= SET EXERCISE =
Rewrite the listing from its start through the line containing "115], [270, 115]]", inclusive, keeping every request and format sample as is but shifting each polygon vertex coordinate in the answers by -49. Leave the pictures out.

= RECORDS =

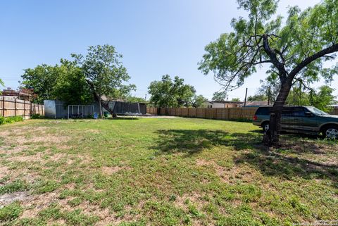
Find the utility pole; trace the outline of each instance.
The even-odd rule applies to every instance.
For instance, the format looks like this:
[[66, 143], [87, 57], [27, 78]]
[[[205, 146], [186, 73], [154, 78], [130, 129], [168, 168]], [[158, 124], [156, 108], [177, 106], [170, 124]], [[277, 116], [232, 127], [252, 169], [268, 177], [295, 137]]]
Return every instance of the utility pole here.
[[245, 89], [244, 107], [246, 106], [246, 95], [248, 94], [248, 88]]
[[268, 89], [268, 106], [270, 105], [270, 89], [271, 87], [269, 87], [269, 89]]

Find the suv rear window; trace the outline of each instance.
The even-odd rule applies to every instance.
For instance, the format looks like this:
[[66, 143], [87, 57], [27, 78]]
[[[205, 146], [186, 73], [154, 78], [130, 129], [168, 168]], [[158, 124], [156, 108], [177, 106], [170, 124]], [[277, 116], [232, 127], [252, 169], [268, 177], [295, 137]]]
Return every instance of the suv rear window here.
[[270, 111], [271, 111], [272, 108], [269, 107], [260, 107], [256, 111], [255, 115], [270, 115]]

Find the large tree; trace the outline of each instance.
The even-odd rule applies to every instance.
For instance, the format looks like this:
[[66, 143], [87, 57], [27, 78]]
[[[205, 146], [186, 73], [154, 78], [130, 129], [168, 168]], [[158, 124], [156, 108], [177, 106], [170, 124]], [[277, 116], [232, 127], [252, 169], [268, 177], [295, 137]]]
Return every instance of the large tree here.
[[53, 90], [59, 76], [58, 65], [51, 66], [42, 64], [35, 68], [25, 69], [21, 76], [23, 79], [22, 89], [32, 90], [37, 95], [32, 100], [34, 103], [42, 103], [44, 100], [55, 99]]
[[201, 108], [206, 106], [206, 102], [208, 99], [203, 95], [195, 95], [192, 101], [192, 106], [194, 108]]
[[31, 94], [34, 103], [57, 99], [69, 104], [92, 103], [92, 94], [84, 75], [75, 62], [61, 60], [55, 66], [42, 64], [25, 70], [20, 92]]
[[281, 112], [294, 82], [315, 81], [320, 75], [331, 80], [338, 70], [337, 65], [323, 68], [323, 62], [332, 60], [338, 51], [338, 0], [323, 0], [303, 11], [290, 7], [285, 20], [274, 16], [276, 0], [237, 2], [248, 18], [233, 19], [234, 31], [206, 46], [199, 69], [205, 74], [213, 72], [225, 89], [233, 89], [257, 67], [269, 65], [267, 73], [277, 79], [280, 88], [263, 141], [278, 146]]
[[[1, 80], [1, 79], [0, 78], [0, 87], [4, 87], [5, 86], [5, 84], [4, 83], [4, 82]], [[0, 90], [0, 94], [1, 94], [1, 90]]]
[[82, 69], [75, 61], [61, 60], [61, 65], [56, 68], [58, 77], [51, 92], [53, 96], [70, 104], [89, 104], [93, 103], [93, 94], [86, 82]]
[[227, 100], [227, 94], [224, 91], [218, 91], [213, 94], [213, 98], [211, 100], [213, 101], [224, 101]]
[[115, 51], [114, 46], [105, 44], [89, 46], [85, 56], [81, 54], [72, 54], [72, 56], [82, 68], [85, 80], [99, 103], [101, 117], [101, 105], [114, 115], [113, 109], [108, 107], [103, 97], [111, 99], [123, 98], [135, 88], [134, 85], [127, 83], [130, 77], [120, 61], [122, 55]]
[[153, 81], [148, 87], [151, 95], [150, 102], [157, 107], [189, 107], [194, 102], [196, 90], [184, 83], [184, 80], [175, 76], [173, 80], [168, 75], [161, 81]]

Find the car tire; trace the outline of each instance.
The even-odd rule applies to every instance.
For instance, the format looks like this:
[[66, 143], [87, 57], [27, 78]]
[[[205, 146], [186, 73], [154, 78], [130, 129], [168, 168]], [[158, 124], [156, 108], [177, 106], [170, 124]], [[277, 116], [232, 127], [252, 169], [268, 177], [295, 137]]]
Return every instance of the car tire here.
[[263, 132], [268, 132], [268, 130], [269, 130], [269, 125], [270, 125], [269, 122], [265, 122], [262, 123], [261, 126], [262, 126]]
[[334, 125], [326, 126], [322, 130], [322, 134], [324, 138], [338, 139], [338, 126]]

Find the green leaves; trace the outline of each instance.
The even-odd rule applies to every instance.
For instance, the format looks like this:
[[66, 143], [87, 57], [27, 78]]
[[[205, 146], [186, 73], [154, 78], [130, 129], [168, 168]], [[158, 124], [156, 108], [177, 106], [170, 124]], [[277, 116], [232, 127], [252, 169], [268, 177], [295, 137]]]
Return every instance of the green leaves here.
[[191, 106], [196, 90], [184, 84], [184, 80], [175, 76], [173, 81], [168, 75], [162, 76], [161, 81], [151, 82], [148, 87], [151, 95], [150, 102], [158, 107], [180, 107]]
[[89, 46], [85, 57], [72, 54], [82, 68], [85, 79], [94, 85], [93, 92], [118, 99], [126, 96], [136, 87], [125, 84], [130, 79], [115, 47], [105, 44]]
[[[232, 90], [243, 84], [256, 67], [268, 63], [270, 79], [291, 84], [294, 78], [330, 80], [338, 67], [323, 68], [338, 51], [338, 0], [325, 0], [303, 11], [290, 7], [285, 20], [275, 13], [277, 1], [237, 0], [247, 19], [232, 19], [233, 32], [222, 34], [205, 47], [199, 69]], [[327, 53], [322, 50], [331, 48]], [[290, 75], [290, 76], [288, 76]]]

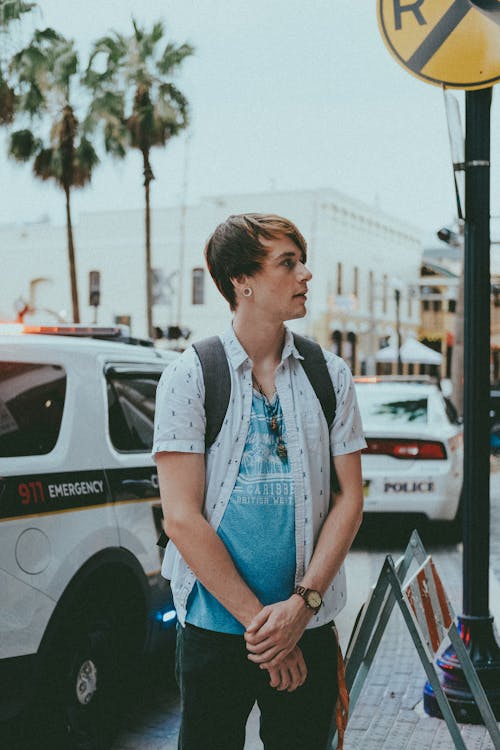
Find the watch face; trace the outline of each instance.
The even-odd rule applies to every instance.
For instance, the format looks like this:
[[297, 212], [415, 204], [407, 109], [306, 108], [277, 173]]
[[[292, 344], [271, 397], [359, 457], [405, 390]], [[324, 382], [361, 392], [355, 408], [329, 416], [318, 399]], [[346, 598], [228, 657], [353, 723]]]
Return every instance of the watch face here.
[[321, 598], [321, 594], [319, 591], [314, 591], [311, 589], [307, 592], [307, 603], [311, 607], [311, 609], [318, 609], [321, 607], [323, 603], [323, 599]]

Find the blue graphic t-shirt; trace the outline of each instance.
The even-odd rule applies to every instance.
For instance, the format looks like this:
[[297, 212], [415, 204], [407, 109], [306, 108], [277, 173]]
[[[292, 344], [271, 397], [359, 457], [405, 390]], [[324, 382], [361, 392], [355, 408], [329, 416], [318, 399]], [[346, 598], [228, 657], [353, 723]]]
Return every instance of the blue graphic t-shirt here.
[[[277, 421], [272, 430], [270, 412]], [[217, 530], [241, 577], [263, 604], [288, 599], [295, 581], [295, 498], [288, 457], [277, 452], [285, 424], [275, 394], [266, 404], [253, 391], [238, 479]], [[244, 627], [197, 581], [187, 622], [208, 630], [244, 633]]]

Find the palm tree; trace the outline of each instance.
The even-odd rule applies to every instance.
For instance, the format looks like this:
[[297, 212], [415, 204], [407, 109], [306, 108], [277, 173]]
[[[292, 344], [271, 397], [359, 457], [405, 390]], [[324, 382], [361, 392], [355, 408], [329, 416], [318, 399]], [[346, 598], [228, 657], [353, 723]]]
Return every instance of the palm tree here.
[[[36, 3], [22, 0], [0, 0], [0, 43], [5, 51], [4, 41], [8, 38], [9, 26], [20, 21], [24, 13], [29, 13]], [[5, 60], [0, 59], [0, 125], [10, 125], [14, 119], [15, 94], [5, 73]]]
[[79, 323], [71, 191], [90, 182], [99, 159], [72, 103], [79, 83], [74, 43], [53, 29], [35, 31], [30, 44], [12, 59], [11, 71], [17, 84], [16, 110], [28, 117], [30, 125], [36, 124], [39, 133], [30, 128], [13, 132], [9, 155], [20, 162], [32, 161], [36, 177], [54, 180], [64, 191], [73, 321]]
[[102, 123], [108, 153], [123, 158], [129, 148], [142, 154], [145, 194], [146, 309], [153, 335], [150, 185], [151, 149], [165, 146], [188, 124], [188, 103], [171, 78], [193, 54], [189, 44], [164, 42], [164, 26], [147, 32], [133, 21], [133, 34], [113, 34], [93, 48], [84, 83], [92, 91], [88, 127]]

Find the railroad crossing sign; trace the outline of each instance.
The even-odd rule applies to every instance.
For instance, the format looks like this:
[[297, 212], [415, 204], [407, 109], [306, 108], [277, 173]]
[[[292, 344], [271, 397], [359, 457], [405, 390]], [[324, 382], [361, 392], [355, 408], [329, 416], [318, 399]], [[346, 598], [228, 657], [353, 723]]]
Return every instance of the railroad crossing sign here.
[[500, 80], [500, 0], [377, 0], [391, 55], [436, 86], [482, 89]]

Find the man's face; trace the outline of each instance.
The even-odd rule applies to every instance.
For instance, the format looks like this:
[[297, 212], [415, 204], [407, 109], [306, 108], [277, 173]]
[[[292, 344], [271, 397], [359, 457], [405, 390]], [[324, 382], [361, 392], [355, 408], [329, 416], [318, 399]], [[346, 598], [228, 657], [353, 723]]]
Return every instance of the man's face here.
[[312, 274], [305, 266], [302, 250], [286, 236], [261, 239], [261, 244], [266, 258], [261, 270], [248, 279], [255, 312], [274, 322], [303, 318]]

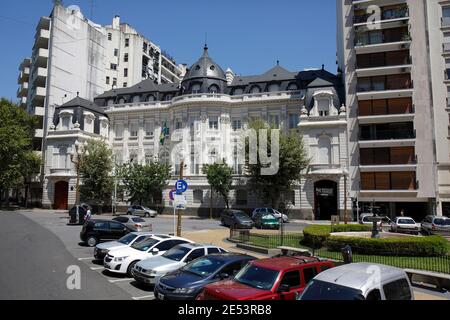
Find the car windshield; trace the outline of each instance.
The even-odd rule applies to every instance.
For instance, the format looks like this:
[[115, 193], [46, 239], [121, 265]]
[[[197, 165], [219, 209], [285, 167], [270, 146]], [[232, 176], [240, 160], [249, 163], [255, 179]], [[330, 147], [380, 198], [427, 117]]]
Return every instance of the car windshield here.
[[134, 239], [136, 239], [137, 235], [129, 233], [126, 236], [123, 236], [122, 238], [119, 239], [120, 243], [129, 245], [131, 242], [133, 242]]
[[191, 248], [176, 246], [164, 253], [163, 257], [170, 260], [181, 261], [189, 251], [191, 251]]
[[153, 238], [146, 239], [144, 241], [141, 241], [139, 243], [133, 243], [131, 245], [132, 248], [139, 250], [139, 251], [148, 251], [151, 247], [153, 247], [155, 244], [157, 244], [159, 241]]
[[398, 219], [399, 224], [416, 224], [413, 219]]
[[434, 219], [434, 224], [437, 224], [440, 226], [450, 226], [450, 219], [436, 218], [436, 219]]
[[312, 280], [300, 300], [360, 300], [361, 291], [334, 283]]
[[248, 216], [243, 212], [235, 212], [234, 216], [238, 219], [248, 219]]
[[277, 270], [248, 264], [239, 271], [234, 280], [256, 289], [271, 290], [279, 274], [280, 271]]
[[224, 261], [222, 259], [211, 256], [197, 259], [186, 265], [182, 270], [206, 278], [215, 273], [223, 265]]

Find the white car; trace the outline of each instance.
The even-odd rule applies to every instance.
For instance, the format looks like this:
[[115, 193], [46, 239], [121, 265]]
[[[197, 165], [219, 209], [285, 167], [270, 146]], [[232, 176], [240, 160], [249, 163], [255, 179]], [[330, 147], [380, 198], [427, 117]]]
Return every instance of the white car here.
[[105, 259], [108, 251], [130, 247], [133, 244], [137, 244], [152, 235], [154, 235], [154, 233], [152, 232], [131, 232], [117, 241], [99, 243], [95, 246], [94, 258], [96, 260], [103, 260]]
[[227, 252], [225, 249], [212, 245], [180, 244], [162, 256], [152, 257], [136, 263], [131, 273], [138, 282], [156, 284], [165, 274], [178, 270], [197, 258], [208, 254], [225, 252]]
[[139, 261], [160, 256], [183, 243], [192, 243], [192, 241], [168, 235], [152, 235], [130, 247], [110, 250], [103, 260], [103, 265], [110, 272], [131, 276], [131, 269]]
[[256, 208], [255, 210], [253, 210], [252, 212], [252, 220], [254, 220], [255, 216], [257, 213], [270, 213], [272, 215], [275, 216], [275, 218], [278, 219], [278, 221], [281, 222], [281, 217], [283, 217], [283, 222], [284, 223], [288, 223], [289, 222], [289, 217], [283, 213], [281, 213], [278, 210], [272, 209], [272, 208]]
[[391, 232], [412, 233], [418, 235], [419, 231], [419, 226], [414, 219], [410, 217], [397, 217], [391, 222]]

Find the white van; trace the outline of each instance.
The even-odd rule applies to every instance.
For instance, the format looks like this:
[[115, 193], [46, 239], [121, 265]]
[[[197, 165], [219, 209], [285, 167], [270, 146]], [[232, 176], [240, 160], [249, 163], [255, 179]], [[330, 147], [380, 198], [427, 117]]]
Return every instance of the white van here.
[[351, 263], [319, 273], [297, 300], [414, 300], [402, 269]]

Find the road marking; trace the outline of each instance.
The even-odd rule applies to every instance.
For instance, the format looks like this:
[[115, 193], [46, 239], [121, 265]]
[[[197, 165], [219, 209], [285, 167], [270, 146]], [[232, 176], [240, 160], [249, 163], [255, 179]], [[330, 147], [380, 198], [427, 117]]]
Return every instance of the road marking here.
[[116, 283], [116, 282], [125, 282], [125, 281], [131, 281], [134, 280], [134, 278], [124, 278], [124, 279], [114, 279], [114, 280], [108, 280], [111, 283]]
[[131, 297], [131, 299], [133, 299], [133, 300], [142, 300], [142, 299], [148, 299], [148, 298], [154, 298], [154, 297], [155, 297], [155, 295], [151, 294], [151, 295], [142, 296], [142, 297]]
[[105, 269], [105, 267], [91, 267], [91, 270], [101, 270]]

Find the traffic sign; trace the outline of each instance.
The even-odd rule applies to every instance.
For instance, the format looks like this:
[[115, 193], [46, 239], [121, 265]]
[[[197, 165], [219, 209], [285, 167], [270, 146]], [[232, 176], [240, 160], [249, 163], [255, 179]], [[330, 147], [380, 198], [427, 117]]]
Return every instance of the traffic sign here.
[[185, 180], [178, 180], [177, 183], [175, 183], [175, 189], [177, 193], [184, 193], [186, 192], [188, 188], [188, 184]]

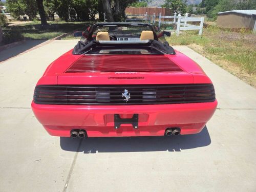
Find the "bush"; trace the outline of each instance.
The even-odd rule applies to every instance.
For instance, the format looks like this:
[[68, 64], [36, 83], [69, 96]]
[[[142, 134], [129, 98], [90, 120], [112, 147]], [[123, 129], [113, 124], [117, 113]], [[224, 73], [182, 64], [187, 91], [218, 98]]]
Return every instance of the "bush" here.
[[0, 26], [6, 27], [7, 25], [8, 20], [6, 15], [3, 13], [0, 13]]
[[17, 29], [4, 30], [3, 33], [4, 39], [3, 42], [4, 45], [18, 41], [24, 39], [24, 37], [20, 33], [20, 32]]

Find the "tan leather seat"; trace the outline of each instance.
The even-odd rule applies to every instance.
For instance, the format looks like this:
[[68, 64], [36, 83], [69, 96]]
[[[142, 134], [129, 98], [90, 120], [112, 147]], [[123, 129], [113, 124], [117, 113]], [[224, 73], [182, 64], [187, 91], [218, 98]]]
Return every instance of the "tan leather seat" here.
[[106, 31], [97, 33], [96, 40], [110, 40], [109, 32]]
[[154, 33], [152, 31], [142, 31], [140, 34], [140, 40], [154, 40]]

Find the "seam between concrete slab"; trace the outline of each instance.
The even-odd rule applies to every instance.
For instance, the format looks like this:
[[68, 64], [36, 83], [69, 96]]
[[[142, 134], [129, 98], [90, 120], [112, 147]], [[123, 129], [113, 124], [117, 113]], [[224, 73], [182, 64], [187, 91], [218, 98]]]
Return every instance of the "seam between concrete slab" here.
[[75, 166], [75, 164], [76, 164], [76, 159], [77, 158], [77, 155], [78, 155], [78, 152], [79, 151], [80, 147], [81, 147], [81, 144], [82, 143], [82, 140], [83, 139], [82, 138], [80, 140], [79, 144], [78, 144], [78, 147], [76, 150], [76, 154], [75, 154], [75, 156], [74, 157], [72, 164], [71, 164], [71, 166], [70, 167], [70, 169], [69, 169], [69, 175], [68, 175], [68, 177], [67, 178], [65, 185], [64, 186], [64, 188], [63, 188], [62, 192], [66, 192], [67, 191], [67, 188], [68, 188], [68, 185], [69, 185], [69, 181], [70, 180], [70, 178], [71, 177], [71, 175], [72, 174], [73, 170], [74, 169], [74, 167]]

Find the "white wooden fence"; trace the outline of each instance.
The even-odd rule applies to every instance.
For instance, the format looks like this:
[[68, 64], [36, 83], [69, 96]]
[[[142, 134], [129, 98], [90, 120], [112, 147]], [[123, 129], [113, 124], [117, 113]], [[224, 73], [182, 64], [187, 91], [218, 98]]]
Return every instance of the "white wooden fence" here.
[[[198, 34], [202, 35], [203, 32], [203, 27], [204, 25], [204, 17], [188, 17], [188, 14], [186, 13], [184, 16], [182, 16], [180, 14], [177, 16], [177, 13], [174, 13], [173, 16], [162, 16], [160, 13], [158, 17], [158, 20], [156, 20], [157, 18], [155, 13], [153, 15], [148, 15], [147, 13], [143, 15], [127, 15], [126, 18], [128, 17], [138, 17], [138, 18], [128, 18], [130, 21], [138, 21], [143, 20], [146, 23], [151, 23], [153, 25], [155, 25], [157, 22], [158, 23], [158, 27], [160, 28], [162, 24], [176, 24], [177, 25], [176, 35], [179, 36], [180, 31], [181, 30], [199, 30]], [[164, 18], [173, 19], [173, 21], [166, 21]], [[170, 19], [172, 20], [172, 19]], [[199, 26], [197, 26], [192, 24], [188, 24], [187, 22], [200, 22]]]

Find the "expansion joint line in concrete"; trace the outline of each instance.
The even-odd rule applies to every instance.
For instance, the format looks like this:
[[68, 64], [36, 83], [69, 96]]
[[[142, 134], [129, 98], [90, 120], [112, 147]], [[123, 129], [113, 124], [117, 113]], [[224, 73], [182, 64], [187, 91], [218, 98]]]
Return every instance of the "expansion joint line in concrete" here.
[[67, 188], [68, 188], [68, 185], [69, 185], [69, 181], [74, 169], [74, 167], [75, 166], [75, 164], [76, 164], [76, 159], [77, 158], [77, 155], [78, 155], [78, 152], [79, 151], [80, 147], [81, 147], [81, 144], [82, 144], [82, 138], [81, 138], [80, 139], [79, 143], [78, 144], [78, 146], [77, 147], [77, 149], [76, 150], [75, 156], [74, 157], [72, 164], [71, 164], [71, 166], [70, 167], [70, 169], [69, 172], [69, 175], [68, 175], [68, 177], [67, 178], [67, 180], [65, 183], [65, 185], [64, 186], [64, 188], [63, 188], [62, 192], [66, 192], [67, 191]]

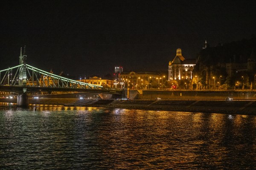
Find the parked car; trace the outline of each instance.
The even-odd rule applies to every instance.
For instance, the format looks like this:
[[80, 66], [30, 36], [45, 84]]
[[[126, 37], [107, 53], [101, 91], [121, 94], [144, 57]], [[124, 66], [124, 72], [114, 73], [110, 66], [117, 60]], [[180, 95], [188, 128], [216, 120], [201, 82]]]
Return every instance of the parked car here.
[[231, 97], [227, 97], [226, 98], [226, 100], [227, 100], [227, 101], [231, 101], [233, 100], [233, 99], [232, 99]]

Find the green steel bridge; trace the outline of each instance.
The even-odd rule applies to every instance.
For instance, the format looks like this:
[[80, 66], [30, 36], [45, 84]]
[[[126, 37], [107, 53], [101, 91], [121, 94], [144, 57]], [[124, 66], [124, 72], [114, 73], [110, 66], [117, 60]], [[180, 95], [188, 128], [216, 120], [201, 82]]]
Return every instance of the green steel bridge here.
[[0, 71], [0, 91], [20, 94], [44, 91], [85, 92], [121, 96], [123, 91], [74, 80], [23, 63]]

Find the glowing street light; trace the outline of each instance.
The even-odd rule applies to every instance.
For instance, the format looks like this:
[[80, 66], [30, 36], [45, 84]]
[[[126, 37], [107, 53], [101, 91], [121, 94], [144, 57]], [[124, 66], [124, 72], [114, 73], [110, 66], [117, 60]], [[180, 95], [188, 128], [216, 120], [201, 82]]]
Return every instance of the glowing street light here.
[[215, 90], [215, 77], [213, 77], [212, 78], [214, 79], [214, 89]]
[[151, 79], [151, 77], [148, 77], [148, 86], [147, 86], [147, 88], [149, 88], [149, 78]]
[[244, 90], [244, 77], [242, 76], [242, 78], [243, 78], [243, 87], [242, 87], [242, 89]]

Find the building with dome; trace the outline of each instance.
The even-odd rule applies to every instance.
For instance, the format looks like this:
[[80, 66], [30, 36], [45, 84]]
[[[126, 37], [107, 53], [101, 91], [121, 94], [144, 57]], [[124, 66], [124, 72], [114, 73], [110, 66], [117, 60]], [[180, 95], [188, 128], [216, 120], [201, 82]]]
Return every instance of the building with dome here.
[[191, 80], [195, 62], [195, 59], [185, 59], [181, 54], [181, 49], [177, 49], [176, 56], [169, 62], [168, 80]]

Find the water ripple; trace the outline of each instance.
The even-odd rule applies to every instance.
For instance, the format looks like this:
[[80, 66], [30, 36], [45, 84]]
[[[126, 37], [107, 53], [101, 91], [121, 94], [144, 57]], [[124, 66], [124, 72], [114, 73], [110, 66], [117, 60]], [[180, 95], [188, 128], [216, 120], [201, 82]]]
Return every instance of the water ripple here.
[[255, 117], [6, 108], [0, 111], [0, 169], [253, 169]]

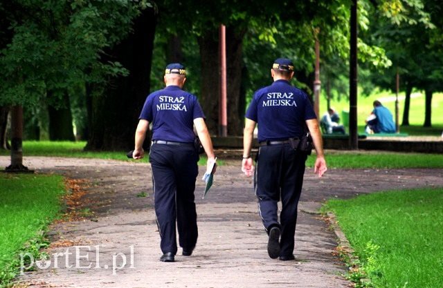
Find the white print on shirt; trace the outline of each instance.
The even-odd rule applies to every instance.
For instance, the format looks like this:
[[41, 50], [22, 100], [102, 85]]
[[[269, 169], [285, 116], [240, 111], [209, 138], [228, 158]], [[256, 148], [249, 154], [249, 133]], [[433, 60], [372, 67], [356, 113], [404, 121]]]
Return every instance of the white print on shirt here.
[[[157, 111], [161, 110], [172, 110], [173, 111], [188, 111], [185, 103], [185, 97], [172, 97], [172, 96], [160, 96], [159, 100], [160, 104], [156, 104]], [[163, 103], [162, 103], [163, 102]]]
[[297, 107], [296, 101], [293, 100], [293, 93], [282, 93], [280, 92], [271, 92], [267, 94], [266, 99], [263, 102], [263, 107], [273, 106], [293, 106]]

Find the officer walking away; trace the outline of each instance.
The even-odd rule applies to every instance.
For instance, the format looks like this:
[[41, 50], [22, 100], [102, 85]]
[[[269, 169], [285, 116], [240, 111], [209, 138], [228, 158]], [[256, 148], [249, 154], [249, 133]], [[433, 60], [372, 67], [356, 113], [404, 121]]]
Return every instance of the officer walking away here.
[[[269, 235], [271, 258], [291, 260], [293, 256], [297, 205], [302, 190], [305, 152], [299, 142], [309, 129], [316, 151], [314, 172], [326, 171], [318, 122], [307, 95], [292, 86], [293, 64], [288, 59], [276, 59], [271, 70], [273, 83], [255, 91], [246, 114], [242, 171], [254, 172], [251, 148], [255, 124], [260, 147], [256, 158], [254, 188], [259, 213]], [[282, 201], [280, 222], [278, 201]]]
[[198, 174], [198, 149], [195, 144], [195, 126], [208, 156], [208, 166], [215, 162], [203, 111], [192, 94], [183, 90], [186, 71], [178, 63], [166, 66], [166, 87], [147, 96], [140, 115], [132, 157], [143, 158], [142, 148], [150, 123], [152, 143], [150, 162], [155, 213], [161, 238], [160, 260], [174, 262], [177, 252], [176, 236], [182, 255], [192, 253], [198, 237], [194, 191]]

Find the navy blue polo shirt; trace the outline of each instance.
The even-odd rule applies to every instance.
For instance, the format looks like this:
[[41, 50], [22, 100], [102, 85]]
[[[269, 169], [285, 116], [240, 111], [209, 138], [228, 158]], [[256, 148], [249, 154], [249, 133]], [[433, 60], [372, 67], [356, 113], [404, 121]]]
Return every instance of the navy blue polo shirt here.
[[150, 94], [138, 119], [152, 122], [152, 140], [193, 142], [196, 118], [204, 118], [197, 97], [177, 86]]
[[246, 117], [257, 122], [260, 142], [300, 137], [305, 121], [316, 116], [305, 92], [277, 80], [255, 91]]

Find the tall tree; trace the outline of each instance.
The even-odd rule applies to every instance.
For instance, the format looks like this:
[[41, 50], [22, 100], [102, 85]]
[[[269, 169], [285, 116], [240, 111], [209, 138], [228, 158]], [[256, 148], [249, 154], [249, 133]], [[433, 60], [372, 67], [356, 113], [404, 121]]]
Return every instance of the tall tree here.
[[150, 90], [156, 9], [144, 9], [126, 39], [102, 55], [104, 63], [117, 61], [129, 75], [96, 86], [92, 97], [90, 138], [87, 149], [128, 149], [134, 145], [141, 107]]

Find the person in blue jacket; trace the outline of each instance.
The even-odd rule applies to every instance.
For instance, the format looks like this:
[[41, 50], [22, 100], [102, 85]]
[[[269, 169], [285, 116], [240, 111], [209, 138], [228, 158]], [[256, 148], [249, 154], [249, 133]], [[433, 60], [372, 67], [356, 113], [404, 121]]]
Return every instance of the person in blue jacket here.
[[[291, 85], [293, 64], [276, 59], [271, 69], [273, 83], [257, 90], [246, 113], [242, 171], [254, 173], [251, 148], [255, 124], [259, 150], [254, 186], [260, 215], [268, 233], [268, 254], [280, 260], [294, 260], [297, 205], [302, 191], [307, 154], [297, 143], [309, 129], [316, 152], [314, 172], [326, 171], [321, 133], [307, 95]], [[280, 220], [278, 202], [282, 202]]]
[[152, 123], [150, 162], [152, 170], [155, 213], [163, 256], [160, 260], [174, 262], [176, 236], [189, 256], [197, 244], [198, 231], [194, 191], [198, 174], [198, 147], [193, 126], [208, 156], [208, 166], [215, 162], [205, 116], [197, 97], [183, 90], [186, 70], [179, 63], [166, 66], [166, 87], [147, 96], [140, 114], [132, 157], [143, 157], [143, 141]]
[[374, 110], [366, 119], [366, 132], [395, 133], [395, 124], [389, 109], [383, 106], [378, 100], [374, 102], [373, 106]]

= CORRECT ANSWER =
Find the utility pole; trace the outline of each instance.
The even-odd rule applies to every instance.
For instance, the format looks like this:
[[66, 143], [87, 57], [27, 78]]
[[[205, 146], [186, 73], [154, 78], [130, 129], [168, 168]], [[158, 124], [156, 108], [177, 106], [170, 124]], [[277, 116], [232, 127], [252, 169], [268, 177], [295, 137]]]
Return every instance of the utility pole here.
[[196, 40], [195, 58], [197, 57], [197, 46], [199, 45], [199, 39]]
[[219, 40], [219, 57], [221, 56], [221, 40], [222, 38], [220, 38], [220, 40]]

Find the suv rear window; trace the outline of each instance.
The even-odd rule applies to every instance.
For instance, the format looks like this:
[[66, 143], [87, 57], [27, 78]]
[[[205, 146], [186, 73], [154, 78], [130, 129], [168, 168]], [[158, 124], [156, 108], [177, 106], [170, 124]], [[277, 116], [232, 127], [252, 169], [268, 177], [295, 137]]]
Return every instance of the suv rear window here.
[[221, 62], [222, 62], [223, 59], [220, 58], [211, 58], [207, 62], [206, 66], [221, 66]]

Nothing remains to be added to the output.